Last spring, a history professor at Touro University gave undergraduate students a graduate-level challenge: Analyze a mysterious artifact with writing in an unfamiliar language. The trick was that they were encouraged to use artificial intelligence to help.
Rather than replacing student thinking, AI became a catalyst for deeper thought—students debated different analyses, compared AI output to historical sources and explored possible interpretations in ways no lecture or textbook could have provoked.
This experience was made possible by the professor’s disciplinary expertise and his thoughtfulness about student needs. Yet many campuses default to centralized AI initiatives developed by senior administrators or advisory councils that tend to be risk-averse.
Instead, universities should unleash the incredible resource hiding in plain sight: our faculty. Give them the power to experiment with AI while preserving AI-free “sanctuaries” when warranted.
By doing this, we will learn how to teach students to use AI responsibly and redesign our curricula so that AI enriches, rather than undermines, our educational aims.

▸ Point annotations for photos:
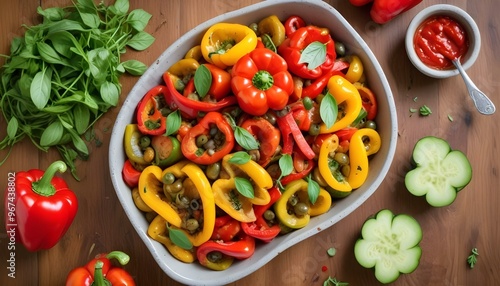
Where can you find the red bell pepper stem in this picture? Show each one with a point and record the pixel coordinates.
(191, 107)
(288, 128)
(44, 186)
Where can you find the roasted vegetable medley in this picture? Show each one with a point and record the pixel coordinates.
(257, 129)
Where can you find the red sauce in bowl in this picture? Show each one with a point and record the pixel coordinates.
(439, 40)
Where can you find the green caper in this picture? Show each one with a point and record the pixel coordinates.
(340, 49)
(301, 209)
(144, 142)
(168, 178)
(341, 158)
(213, 171)
(370, 124)
(200, 140)
(314, 129)
(192, 224)
(269, 215)
(307, 101)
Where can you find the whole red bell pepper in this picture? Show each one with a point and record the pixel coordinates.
(100, 272)
(224, 144)
(260, 229)
(39, 207)
(190, 107)
(291, 50)
(383, 11)
(150, 111)
(267, 134)
(261, 81)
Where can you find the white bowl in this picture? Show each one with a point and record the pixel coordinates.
(459, 15)
(318, 13)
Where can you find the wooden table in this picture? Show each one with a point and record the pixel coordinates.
(449, 233)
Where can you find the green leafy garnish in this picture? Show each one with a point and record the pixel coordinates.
(314, 55)
(202, 80)
(312, 189)
(328, 110)
(179, 238)
(244, 187)
(472, 259)
(425, 110)
(240, 158)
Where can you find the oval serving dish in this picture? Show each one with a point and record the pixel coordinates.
(313, 12)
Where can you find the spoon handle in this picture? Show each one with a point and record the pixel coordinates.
(483, 104)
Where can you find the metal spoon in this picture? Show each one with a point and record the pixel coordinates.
(483, 104)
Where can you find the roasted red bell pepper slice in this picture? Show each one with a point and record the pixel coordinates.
(260, 229)
(190, 107)
(261, 81)
(291, 133)
(190, 149)
(292, 24)
(100, 272)
(130, 174)
(291, 50)
(266, 134)
(39, 207)
(150, 117)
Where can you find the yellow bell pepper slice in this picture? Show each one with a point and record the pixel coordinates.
(358, 155)
(328, 146)
(157, 230)
(223, 44)
(343, 91)
(151, 186)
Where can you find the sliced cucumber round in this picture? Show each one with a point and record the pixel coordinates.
(440, 172)
(390, 245)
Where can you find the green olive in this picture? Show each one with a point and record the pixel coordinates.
(213, 171)
(200, 140)
(314, 129)
(301, 209)
(341, 158)
(340, 49)
(269, 215)
(371, 124)
(192, 224)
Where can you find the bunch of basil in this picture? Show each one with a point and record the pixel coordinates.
(63, 74)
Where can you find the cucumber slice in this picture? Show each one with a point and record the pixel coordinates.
(440, 172)
(390, 244)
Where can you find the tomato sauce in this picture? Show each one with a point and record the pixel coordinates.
(439, 40)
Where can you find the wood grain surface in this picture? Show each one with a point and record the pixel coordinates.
(449, 232)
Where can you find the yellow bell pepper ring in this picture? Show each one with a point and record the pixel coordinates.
(328, 146)
(223, 44)
(343, 91)
(355, 70)
(358, 155)
(295, 192)
(131, 143)
(157, 230)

▸ Parts of the exercise:
**A)** Copy the passage on AI in university teaching word for word, from "This experience was" to "our educational aims.".
**B)** Write the next part of the passage on AI in university teaching, starting after its final sentence.

▸ Results by task:
**A)**
This experience was made possible by the professor’s disciplinary expertise and his thoughtfulness about student needs. Yet many campuses default to centralized AI initiatives developed by senior administrators or advisory councils that tend to be risk-averse.
Instead, universities should unleash the incredible resource hiding in plain sight: our faculty. Give them the power to experiment with AI while preserving AI-free “sanctuaries” when warranted.
By doing this, we will learn how to teach students to use AI responsibly and redesign our curricula so that AI enriches, rather than undermines, our educational aims.

**B)**
Broad AI engagement
Some argue that we should banish AI from education altogether, warning that it will replace thinking and hasten the decline of educational institutions. But the genie is out of the bottle; AI is already woven into every workplace and news feed our graduates will encounter.
Teaching critical thinking in an AI-free vacuum is unrealistic and would only hold students back. Critics also overlook AI’s potential to revitalize higher education—running models, offering feedback and sparking creativity.
Properly managed, AI can enhance learning across disciplines. It can help students brainstorm and identify weaknesses in their writing, showing them how to critique, edit and reflect. Interactive AI can offer feedback on oral presentations and simulate debate, enabling students to sharpen arguments and reconsider assumptions.
Of course we must have safeguards: AI-proof assessments, active reflection on AI use and training on its limits. Universities should also establish a broad ecosystem of AI engagement—a platform for faculty to experiment, cross-pollinate insights and share successes and stumbles.
Closest to the work
Economist Friedrich Hayek described the “knowledge problem,” arguing that a central office cannot grasp the nuanced knowledge and insight scattered among individuals. In this vein, a provost’s edict is no substitute for a professor’s judgment about when AI enriches the classroom and when it detracts.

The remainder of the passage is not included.